▸ **What is needed**
Reproduce the listing below line for line, without any changes. Omit the pictures from your answer.

(Coordinate annotation entries)
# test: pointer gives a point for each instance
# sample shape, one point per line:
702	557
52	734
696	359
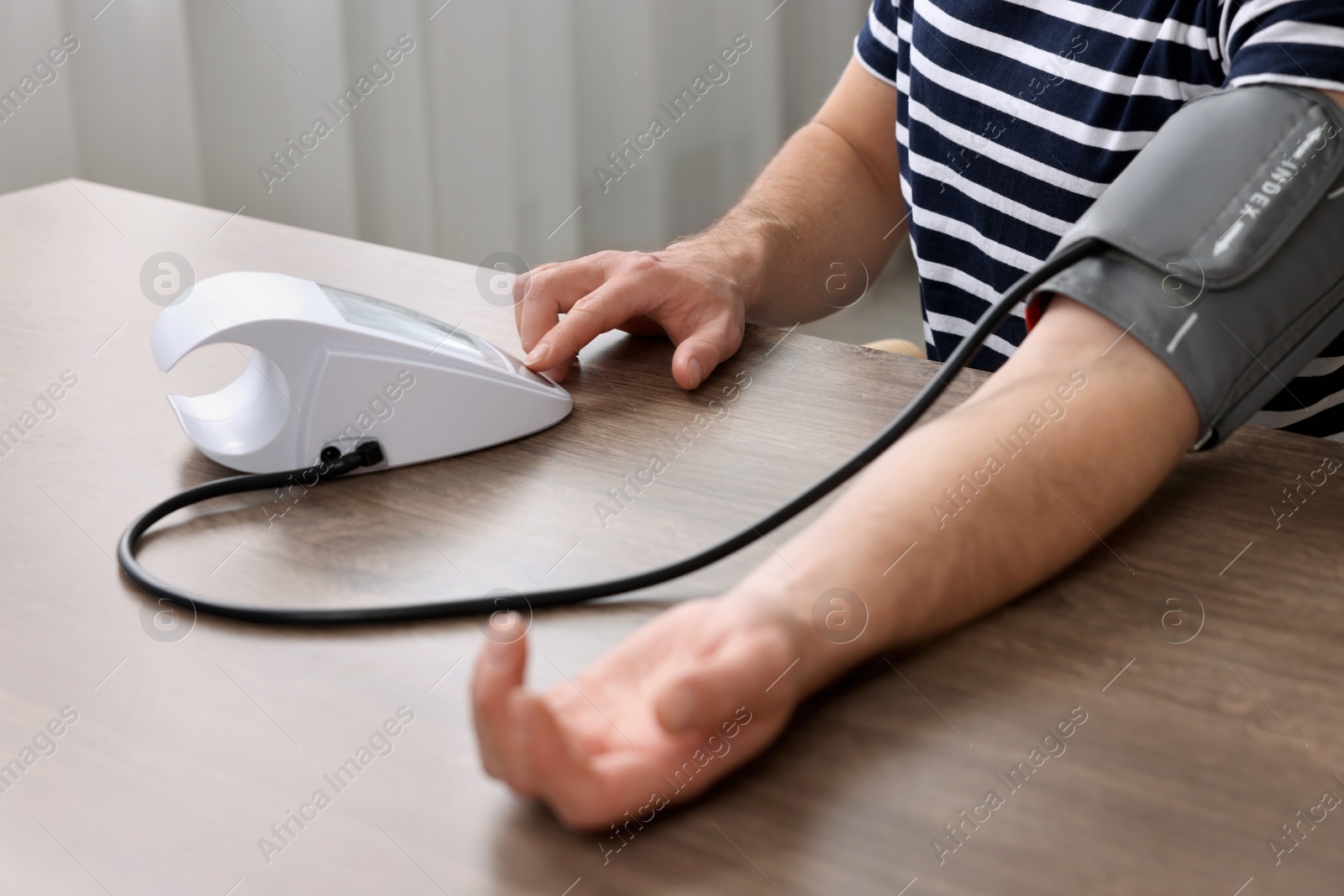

▸ **Finished task**
# test: pointer gives a point for each instance
# sample shape, one point per line:
702	557
52	734
696	359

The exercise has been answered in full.